■ Work to do ■
Render every item below as a numbered list of its lines, omitting blank lines and leaving the pictures out of the answer.

Excerpts from a detection dataset:
-------------------------
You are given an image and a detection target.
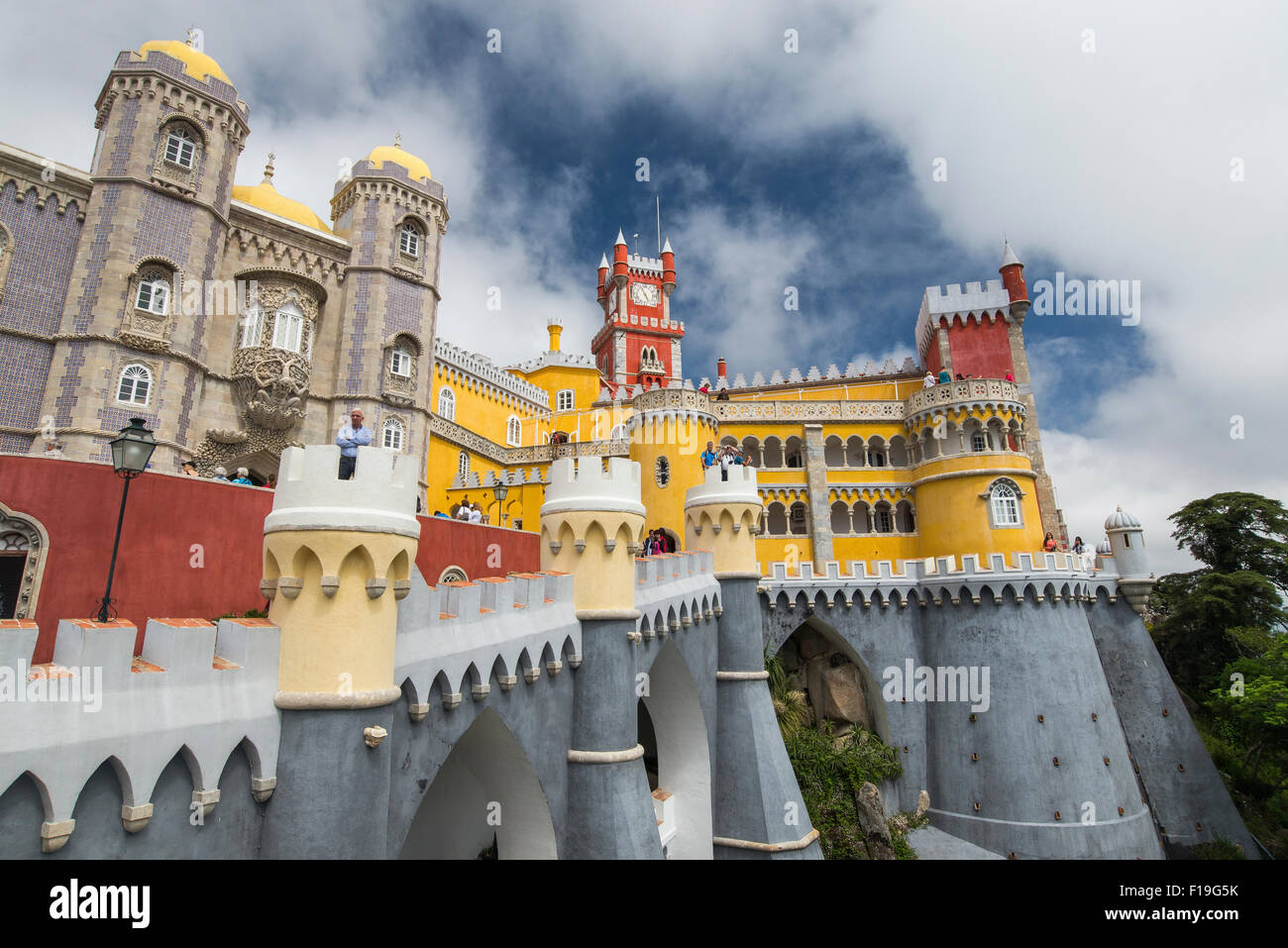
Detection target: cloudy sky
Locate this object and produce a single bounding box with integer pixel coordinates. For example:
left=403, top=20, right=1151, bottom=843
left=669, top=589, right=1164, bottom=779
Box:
left=0, top=0, right=1288, bottom=572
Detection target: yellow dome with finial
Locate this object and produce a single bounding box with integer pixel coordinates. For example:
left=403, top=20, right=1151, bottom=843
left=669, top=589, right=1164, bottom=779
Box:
left=368, top=136, right=434, bottom=180
left=139, top=40, right=233, bottom=85
left=233, top=152, right=331, bottom=233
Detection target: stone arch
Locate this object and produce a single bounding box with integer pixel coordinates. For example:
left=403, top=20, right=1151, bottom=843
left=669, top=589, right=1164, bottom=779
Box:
left=0, top=502, right=49, bottom=618
left=399, top=708, right=558, bottom=859
left=640, top=640, right=712, bottom=859
left=776, top=618, right=890, bottom=743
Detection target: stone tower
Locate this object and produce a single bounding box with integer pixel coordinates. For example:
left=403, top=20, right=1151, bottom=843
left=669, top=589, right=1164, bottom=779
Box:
left=541, top=458, right=662, bottom=859
left=34, top=36, right=250, bottom=469
left=330, top=145, right=447, bottom=491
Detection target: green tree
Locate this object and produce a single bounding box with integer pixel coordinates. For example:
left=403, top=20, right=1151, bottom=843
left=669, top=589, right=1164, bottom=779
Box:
-------------------------
■ Written answer ■
1. You are given an image and a detection target.
2. Detection target: cloudy sky
3. Locate this object and produce a single bounding box with integer pixel coordinates. For example:
4. left=403, top=20, right=1151, bottom=843
5. left=669, top=589, right=1164, bottom=779
6. Box:
7. left=0, top=0, right=1288, bottom=572
8. Detection target: yellow dome with finial
9. Locate this object and produce a single bounding box with integer pixel coordinates. For example:
10. left=403, top=20, right=1151, bottom=843
11. left=669, top=589, right=1164, bottom=779
12. Box:
13. left=368, top=136, right=434, bottom=180
14. left=139, top=40, right=233, bottom=85
15. left=233, top=152, right=331, bottom=233
16. Detection target: stone arch
17. Locate this object and produce a single bounding box with integer pixel coordinates. For example:
18. left=403, top=20, right=1151, bottom=843
19. left=669, top=589, right=1164, bottom=779
20. Box:
21. left=0, top=502, right=49, bottom=618
22. left=399, top=708, right=558, bottom=859
23. left=640, top=640, right=712, bottom=859
24. left=776, top=618, right=890, bottom=743
25. Detection target: stone tower
26. Locate this object and produce a single bounding box with integer pixel coordinates. For example:
27. left=403, top=20, right=1151, bottom=843
28. left=669, top=589, right=1164, bottom=779
29. Box:
30. left=541, top=458, right=662, bottom=859
31. left=34, top=36, right=250, bottom=469
32. left=330, top=145, right=447, bottom=491
33. Detection target: green tree
34. Locate this object and produce a single bounding box with integer pixel coordinates. For example:
35. left=403, top=20, right=1151, bottom=843
36. left=669, top=589, right=1164, bottom=779
37. Box:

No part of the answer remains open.